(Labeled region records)
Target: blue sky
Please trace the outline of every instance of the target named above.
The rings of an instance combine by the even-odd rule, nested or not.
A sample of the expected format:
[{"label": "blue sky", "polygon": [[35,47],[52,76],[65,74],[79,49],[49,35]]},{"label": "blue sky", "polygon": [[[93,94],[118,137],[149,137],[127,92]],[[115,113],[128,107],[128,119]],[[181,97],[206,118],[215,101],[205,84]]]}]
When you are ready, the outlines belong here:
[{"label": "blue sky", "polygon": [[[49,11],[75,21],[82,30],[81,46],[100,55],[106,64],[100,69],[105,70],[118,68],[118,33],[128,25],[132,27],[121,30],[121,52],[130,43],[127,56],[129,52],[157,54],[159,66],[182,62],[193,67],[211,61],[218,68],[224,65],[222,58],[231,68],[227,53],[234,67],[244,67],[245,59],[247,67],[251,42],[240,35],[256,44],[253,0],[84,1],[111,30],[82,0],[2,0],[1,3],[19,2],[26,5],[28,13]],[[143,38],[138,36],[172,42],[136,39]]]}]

_Do this_
Write out the item above line for line, changing nothing.

_Task solution_
Target: blue sky
Please trace the outline of every instance of the target named above.
The rings of an instance combine by the even-odd rule, nested or not.
A sample of the expected format:
[{"label": "blue sky", "polygon": [[35,47],[52,76],[65,74],[79,49],[49,35]]},{"label": "blue sky", "polygon": [[[93,94],[118,137],[149,137],[127,92]],[[115,113],[128,107],[128,119]],[[181,97],[206,118],[215,101],[205,84]]]}]
When you are ready, the outlines belong here:
[{"label": "blue sky", "polygon": [[[49,11],[75,21],[82,30],[81,46],[100,55],[106,64],[100,69],[105,70],[118,68],[118,33],[128,25],[132,27],[121,30],[121,52],[130,43],[127,56],[129,52],[157,54],[159,66],[182,62],[193,67],[211,61],[218,68],[224,65],[222,58],[231,68],[227,53],[234,67],[244,67],[245,59],[247,67],[251,42],[240,35],[256,44],[253,0],[84,1],[111,30],[82,0],[2,0],[1,3],[19,2],[26,5],[28,13]],[[143,38],[138,36],[172,42],[136,39]]]}]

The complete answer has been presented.